Job: Exclude the pictures and retype the entries as written.

· · · ·

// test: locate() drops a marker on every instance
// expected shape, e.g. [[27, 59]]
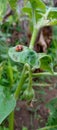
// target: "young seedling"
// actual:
[[39, 16]]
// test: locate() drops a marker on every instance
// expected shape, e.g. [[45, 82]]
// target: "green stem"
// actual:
[[21, 82], [11, 121], [44, 74], [30, 78], [10, 73], [33, 39]]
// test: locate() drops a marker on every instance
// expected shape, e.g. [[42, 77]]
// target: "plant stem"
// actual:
[[10, 73], [21, 82], [44, 74], [30, 78], [34, 35], [11, 121]]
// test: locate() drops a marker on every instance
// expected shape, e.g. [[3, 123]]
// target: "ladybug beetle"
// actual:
[[19, 48]]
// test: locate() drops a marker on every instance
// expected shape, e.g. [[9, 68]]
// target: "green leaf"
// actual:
[[25, 56], [53, 13], [13, 4], [3, 7], [53, 22], [3, 128], [7, 105], [38, 4]]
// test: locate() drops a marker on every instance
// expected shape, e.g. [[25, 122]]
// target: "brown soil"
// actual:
[[35, 116]]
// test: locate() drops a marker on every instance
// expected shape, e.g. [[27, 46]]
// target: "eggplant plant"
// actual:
[[39, 16]]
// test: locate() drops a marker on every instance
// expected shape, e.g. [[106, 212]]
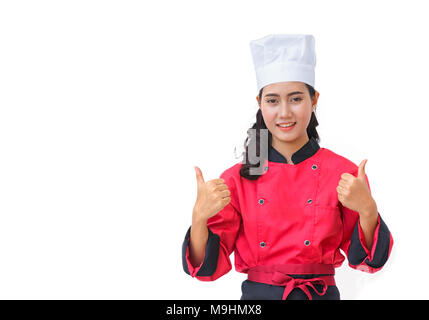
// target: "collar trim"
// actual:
[[305, 152]]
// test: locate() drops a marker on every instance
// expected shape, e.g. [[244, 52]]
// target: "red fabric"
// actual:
[[278, 275], [286, 218]]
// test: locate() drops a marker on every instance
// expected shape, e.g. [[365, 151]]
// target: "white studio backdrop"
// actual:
[[107, 106]]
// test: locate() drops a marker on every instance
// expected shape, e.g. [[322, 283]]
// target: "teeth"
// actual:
[[285, 126]]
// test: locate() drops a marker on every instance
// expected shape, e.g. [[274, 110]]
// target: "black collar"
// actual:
[[305, 152]]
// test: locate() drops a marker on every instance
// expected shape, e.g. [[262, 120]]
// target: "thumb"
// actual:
[[199, 175], [361, 170]]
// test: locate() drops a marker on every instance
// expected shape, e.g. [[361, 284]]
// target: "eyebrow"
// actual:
[[289, 94]]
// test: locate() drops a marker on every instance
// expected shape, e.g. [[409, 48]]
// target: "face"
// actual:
[[285, 102]]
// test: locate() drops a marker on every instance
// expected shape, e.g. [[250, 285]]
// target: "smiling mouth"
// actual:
[[285, 127]]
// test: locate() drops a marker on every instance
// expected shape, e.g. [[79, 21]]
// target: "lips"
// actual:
[[286, 128]]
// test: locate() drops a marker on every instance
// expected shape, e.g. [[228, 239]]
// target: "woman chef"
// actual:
[[287, 216]]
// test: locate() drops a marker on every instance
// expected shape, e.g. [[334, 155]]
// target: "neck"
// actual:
[[288, 148]]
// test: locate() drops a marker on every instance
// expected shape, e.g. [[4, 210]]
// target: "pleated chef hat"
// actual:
[[284, 57]]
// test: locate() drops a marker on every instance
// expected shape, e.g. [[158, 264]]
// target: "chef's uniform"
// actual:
[[287, 227]]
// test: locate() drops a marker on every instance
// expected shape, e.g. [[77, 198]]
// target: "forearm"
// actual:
[[198, 241], [368, 222]]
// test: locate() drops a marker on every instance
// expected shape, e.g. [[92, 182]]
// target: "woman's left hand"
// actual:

· · · ·

Answer to this exercise:
// test: locate() drops a marker on every instance
// expected shape, e.g. [[27, 59]]
// target: "young seedling"
// actual:
[[39, 16]]
// test: locate() drops a marker on every instance
// expected shape, e.g. [[45, 82]]
// target: "green stem"
// actual:
[[21, 82], [11, 121], [44, 74], [30, 78], [10, 73], [33, 39]]
// test: locate() drops a marker on every instance
// expected shape, e.g. [[42, 77]]
// target: "plant stem"
// actual:
[[10, 73], [21, 82], [44, 74], [30, 78], [34, 35], [11, 121]]
// test: locate() drops a marker on every instance
// expected shape, e.g. [[3, 123]]
// target: "ladybug beetle"
// actual:
[[19, 48]]
// test: locate() drops a marker on every instance
// expected shape, e.g. [[9, 68]]
// target: "green leaf"
// actual:
[[25, 56], [53, 13], [13, 4], [3, 7], [53, 22], [3, 128], [7, 105], [38, 4]]
// test: locate() drops a marker on every instance
// expected shape, e.g. [[25, 122]]
// target: "brown soil"
// actual:
[[35, 116]]
// test: locate() drops a marker on every instance
// expected shape, e.g. [[27, 46]]
// target: "eggplant plant"
// actual:
[[39, 16]]
// test: locate() drops a marker on every instance
// expected shape, e.g. [[106, 212]]
// target: "collar trim"
// actual:
[[305, 152]]
// test: locate() drops a marker on every instance
// expected shape, e.g. [[244, 52]]
// target: "red fabric"
// actual:
[[278, 275], [286, 218]]
// test: locate() drops a marker on every instance
// expected shape, e.g. [[365, 151]]
// target: "white studio backdrop"
// actual:
[[107, 106]]
// test: locate() drops a marker on every instance
// expected shape, e.g. [[322, 283]]
// target: "teeth"
// actual:
[[285, 126]]
// test: locate() drops a marker on every instance
// expected shape, e.g. [[274, 110]]
// target: "black collar"
// actual:
[[305, 152]]
// test: locate() drops a marker on every instance
// expected shape, e.g. [[262, 120]]
// target: "thumb"
// actual:
[[199, 175], [361, 170]]
// test: locate() drops a marker on every instance
// expected shape, e.g. [[361, 284]]
// target: "eyebrow"
// actual:
[[289, 94]]
// test: locate() drops a marker on every instance
// expected shape, e.g. [[409, 48]]
// target: "face"
// actual:
[[285, 102]]
// test: locate() drops a marker on every instance
// expected shape, e.g. [[250, 285]]
// target: "smiling mouth"
// actual:
[[285, 127]]
// test: locate() drops a marker on every instance
// expected shape, e.g. [[79, 21]]
// target: "lips"
// actual:
[[286, 128]]
// test: locate() drops a marker on every instance
// expected shape, e.g. [[228, 239]]
// target: "woman chef"
// actual:
[[287, 216]]
// test: locate() drops a marker on every instance
// expected shape, e.g. [[334, 155]]
// target: "neck"
// actual:
[[288, 148]]
// test: locate() drops a marker on every instance
// expected shape, e.g. [[4, 210]]
// target: "pleated chef hat"
// actual:
[[284, 57]]
// test: locate() drops a marker on every instance
// expected shape, e.g. [[158, 264]]
// target: "chef's uniform"
// actual:
[[287, 227]]
// test: locate() drops a marker on every instance
// expected shape, e.g. [[77, 198]]
// target: "forearm"
// actual:
[[198, 241], [368, 222]]
// test: locate() drops a marker on every instance
// expected shape, e.g. [[92, 182]]
// target: "woman's left hand"
// actual:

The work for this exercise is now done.